事業活動報告 No.4
例年、本協会では私立大学における職員の職務能力の開発・強化を支援するため、教育の質向上を目指した企画・提案及び学修成果の可視化、全学的教学マネジメントの確立に向けた指針の実施、業務改革に求められるICTの利活用等について、知識・理解の獲得と実践的な考察力の促進を支援することを目的に幾つかの研究講習を実施している。その中でも本研究講習では、ICTの利活用の可能性や工夫について基礎的な理解を深め、大学の管理運営や教育活動の充実に向けて主体的に取組む考察力の獲得を目標としている。
今年度もコロナ禍が終息しておらず緊急事態宣言も続いていたことから、集合型研修の開催は困難であると判断し、9月28日〜29日の2日間にわたりZoomを利用したオンラインで実施した。オンライン開催は2年目ということもあり大きな混乱もなく、加盟校24大学から44名(昨年度比19%減)の参加者を集め、開催するに至った。
参加者の所属部門内訳は、情報センター部門が30%、学事・教務部門が27%と全体の50%超を占め、人事・企画部門がそれぞれ7%、会計・管財・就職がそれぞれ5%、その他オンライン開催という利便性もあってか入試・総務・広報等、幅広い部署からの参加があった。年齢別では20代が48%、30代が27%、40代以上が25%、男女比は男性59%、女性41%であった。(図1・2参照)

- 記述課題 A
リストのうち、"of the finger." を含む行で始まり "[105,564,318,600]" を含む行で終わる範囲を、両端の行も含め空行を除いて番号付きリストに変換せよ。

- 課題入力データ
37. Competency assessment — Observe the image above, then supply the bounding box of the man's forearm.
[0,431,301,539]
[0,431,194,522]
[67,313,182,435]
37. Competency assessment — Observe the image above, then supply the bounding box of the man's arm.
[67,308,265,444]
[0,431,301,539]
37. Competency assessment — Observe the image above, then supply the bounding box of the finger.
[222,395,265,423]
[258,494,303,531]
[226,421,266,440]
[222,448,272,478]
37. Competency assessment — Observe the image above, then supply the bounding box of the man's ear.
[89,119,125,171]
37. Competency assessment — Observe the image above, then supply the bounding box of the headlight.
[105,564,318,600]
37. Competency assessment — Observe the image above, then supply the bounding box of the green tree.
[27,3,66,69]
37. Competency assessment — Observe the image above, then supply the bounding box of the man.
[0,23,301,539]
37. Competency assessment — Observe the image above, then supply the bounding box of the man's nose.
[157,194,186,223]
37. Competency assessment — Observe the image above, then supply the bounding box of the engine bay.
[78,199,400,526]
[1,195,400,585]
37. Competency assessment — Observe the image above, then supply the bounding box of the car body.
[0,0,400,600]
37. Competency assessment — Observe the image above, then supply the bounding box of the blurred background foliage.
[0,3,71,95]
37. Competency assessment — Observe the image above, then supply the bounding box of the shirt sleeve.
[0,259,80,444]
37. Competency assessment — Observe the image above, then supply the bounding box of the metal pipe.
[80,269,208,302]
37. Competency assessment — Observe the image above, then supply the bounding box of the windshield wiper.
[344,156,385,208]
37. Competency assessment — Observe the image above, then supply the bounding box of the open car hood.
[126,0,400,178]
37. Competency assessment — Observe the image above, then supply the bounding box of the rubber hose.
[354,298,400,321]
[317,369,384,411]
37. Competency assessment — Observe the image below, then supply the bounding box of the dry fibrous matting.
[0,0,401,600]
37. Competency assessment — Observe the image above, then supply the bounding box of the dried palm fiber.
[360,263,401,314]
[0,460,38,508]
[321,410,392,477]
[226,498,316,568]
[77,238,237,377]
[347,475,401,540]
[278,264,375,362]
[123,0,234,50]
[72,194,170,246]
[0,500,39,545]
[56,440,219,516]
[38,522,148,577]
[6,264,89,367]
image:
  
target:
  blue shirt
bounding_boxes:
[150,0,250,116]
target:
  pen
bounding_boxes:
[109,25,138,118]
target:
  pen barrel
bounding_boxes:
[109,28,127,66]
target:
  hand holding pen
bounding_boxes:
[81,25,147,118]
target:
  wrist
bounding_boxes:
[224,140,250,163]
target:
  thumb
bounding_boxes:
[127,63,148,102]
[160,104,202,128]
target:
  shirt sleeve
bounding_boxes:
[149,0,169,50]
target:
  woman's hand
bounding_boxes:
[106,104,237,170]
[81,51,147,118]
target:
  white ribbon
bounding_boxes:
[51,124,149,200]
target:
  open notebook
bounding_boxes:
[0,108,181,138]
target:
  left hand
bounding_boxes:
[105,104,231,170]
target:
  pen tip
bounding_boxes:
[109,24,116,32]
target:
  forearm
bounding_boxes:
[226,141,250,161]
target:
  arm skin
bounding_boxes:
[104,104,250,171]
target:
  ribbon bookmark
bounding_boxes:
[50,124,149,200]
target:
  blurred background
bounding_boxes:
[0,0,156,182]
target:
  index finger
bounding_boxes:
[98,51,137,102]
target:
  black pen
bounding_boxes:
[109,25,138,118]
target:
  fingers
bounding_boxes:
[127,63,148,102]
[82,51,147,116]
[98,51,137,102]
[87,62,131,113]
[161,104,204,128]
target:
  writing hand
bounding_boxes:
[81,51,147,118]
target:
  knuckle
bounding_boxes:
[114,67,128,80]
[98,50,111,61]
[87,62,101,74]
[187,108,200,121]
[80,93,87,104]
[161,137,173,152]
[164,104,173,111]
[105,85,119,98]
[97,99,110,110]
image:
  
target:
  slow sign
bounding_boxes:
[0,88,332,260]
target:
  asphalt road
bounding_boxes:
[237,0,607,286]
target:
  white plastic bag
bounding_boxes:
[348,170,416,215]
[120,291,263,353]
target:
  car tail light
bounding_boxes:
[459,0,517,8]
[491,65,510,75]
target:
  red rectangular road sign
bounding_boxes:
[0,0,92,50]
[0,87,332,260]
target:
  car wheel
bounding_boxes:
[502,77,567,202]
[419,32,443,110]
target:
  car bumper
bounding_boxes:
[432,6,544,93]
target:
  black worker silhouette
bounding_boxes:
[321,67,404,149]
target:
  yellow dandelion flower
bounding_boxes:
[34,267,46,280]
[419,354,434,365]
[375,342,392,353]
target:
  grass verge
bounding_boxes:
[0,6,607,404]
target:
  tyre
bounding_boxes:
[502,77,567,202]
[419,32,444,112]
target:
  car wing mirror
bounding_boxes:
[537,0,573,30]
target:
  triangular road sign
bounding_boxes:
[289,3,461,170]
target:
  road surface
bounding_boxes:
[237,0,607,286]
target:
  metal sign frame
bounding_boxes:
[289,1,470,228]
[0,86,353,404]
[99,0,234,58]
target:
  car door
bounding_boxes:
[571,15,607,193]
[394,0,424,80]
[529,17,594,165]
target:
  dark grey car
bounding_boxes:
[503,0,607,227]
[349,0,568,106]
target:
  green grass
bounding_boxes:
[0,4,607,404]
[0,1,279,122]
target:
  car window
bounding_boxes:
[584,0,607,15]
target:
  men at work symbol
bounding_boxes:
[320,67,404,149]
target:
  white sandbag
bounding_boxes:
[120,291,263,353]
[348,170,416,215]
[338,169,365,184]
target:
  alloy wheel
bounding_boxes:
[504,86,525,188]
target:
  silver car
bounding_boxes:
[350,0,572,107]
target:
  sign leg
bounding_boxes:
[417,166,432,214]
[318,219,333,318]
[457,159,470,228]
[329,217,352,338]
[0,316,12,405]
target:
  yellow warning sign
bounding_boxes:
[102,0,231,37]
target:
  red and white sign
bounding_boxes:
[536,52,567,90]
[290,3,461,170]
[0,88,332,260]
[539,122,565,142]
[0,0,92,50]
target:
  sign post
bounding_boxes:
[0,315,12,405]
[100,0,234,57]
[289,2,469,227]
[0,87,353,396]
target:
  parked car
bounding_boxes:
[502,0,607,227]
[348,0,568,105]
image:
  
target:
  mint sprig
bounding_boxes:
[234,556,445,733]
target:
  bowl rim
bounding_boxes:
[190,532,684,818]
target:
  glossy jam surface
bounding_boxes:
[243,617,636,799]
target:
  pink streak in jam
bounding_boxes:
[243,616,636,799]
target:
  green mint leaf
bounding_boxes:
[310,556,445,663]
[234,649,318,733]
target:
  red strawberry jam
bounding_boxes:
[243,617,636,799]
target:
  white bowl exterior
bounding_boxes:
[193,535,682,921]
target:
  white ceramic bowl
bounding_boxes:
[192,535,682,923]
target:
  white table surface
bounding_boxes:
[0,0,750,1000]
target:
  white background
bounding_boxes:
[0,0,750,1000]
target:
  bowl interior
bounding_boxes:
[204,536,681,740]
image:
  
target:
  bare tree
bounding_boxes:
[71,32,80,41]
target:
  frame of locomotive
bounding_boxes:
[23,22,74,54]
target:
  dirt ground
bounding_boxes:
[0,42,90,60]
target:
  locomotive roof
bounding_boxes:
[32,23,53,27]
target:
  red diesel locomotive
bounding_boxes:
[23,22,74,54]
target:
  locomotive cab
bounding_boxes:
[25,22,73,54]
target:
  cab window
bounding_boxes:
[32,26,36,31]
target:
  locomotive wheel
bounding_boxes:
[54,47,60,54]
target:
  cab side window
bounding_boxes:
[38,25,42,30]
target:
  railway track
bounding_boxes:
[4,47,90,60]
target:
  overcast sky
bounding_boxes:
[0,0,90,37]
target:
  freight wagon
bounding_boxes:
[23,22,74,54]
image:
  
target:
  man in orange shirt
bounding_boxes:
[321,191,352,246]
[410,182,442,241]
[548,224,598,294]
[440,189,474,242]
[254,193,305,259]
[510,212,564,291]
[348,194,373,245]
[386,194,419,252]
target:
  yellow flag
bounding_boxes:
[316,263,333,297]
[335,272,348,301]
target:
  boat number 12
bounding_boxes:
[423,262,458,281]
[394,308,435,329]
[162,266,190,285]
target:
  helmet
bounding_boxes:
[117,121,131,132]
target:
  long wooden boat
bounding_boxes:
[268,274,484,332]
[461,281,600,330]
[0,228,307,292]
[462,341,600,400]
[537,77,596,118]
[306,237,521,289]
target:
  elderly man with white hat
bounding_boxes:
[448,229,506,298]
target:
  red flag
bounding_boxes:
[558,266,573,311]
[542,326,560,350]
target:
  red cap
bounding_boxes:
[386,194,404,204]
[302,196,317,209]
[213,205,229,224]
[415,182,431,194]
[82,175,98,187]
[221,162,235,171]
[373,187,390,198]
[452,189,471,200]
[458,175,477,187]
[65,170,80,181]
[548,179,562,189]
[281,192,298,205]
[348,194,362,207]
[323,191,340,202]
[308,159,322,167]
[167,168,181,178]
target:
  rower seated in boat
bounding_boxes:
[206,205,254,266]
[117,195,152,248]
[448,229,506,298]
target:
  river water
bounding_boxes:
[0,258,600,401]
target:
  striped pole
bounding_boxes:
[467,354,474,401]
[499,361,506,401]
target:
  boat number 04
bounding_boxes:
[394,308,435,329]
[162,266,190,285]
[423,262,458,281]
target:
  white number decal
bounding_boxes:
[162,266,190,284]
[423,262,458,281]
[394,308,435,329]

- 記述課題 B
研究講習に関する事業活動報告の全文を、改変せずに再現せよ。

- 記述回答 A
1. 37. Competency assessment — Observe the image above, then supply the bounding box of the finger.
2. [222,395,265,423]
3. [258,494,303,531]
4. [226,421,266,440]
5. [222,448,272,478]
6. 37. Competency assessment — Observe the image above, then supply the bounding box of the man's ear.
7. [89,119,125,171]
8. 37. Competency assessment — Observe the image above, then supply the bounding box of the headlight.
9. [105,564,318,600]

- 記述回答 B
事業活動報告 No.4
例年、本協会では私立大学における職員の職務能力の開発・強化を支援するため、教育の質向上を目指した企画・提案及び学修成果の可視化、全学的教学マネジメントの確立に向けた指針の実施、業務改革に求められるICTの利活用等について、知識・理解の獲得と実践的な考察力の促進を支援することを目的に幾つかの研究講習を実施している。その中でも本研究講習では、ICTの利活用の可能性や工夫について基礎的な理解を深め、大学の管理運営や教育活動の充実に向けて主体的に取組む考察力の獲得を目標としている。
今年度もコロナ禍が終息しておらず緊急事態宣言も続いていたことから、集合型研修の開催は困難であると判断し、9月28日〜29日の2日間にわたりZoomを利用したオンラインで実施した。オンライン開催は2年目ということもあり大きな混乱もなく、加盟校24大学から44名(昨年度比19%減)の参加者を集め、開催するに至った。
参加者の所属部門内訳は、情報センター部門が30%、学事・教務部門が27%と全体の50%超を占め、人事・企画部門がそれぞれ7%、会計・管財・就職がそれぞれ5%、その他オンライン開催という利便性もあってか入試・総務・広報等、幅広い部署からの参加があった。年齢別では20代が48%、30代が27%、40代以上が25%、男女比は男性59%、女性41%であった。(図1・2参照)